**Document text**
------------------------------------

Within an org, the Settings tab allows you to view and edit basic information, billing, and policies for your org.
You can find the org overview on the Settings tab. From here, you can:
View and edit the organization name (this is how the org is referred to in the Platform user interface and in email notifications).
View the organization ID, the unique ID used to reference a particular org on the CLI (e.g. org-demo_org
).
View the number of org members, org projects, and org apps.
View the list of organization admins.
Within an org page, the Members tab allows you to view all the members of the org, invite new members, remove existing members, and update existing members' permission levels.
From the Members tab, you can quickly see the names and access levels for all org members. For more information about org membership, see the organization member guide.
To add existing DNAnexus user to your org, you can use the + Invite New Member button from the org's Members tab. This opens a screen where you can enter the user's username (e.g., smithj
) or user-ID (e.g., user-smithj
). Then you can configure the user's access level in the org.
If you add a member to the org with billable activities access set to billing allowed, they will have the ability to create new projects billed to the org.
However, adding the member will not change their default billing account. If the user wishes to use the org as their default billing account, they will have to set their own default billing account.
Additionally, if the member has any pre-existing projects that are not billed to the org, the user will need to transfer the project to an org if they wish to have the project billed to the org.
The user will receive an email notification informing them that they have been added to the organization.
Org admins have the ability to create new DNAnexus accounts on behalf of the org, provided the org is covered by a license that enables account provisioning. The user will then receive an email with instructions to activate their account and set their password.
If this feature has already been turned on for an org you administer, you will see an option to Create New User when you go to invite a new member.
Here you can specify a username (e.g. alice
or smithj
), the new user's name, and their email address. The system will automatically create a new user account for the given email address and add them as a member in the org.
If you create a new user and set their Billable Activities Access to Billing Allowed, we recommend that you set the org as the user's default billing account. This option is available as a checkbox under the Billable Activities Access dropdown.
From the org Members tab, you can edit the permissions for one or multiple members of the org. The option to Edit Access appears when you have one or more org members selected in the table.
When you edit multiple members, you have the option of changing only one access while leaving the rest alone.
From the org Members tab, you can remove one or more members from the org. The option to Remove appears when you have one or more org members selected on the Members tab.
Removing a member revokes the user's access to all projects and apps billed to or shared with the org.
In the org's Projects tab you to see the list of all projects billed to the org. This list includes all projects in which you have VIEW and above permissions as well as projects that are billed to the org in which you do not have permissions (not a Member of).
You can view all project metadata (e.g. the list of members, data usage, creation date), as well as some other optional columns (e.g. project creator). To enable the optional columns, select the column from the dropdown menu to the right of the column names.

------------------------------------

**Stored data**
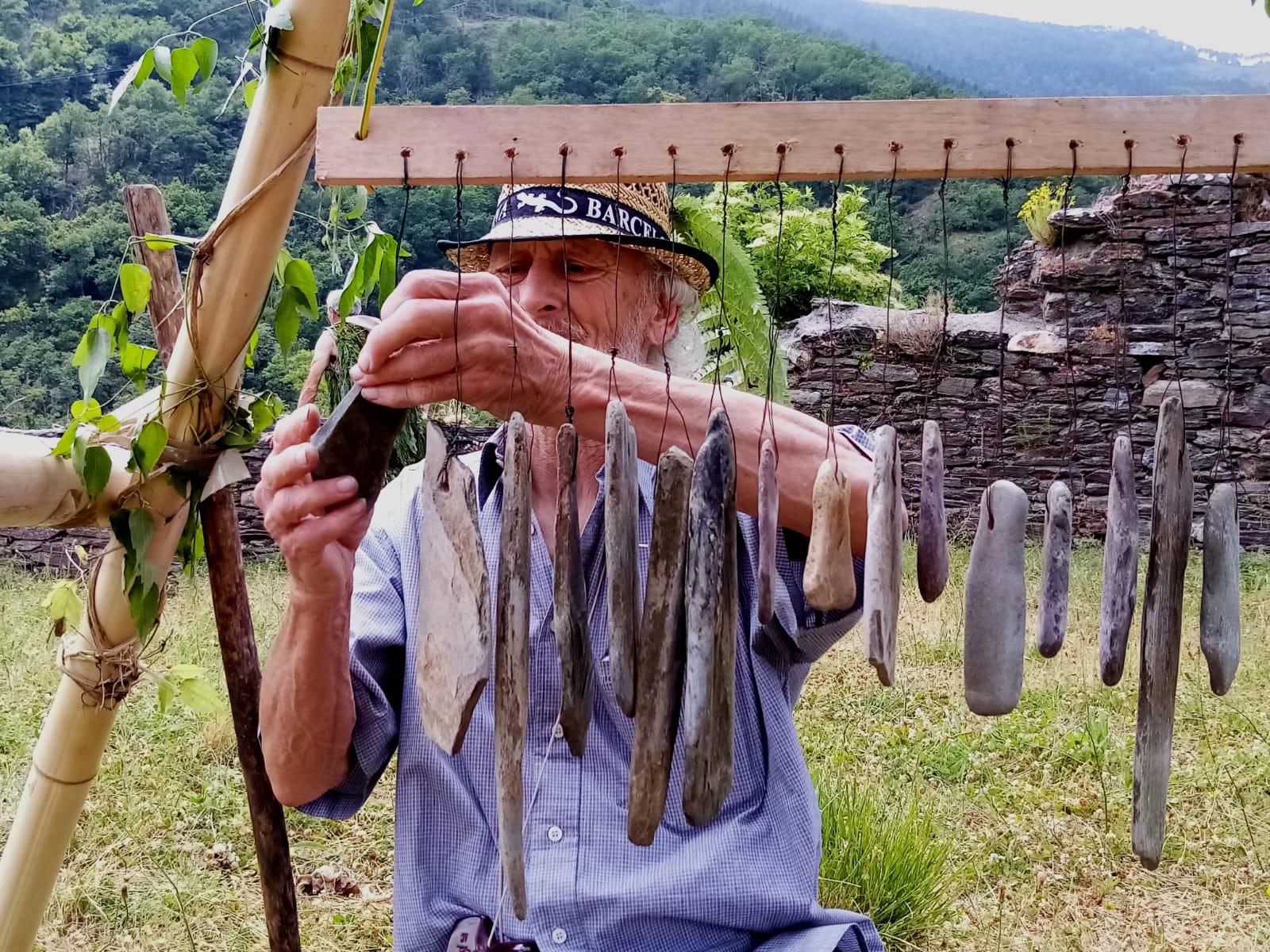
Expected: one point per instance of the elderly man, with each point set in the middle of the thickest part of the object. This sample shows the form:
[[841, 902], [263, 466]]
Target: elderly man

------------------------------------

**Problem description**
Carry the DNAnexus org management guide forward from its last sentence, on the org's Projects tab and its optional columns.

**Result of this task**
In addition to viewing the list of projects, org admins can give themselves access to any project billed to the org. If you select a project in which you are not a member, you will still be able to navigate into the project's settings page. On the project settings page, you can click a button to grant yourself ADMINISTER permissions to the project.
You can also grant yourself ADMINISTER permissions if you are currently a member of a project billed to your org but you only have VIEW, CONTRIBUTE, or UPLOAD permissions.
To access your org's billing information:
From the global menu shown at the top of the screen, click org admin and then click the name of the org you want to view.
Click Billing from the org details screen to view billing information.
To set up or update the billing information for an org you administer, contact billing@dnanexus.com.
If you are an org admin, you can set or modify a spending limit for the org's usage charges. To do this:
Click on Org Admin from the global menu bar and then click on the name of the org for which you'd like to set or modify a spending limit.
Once on your org page, click on the billing tab.
Click the Set / Update Spending Limit link in the Funds Left box to contact DNAnexus Support, requesting a spending limit change. Doing this only submits your request. DNAnexus Support may follow up with you via email with questions about the change, before approving the request.
In the Funds Left section shows how much is left of the org's spending limit. If your org does not have a spending limit, your org is unlimited, which shows up as “N/A.”
The Per-Project Usage Report and Root Execution Stats Report are monthly reports that provide a wide range of detail on charges incurred by org members. See this documentation for more information.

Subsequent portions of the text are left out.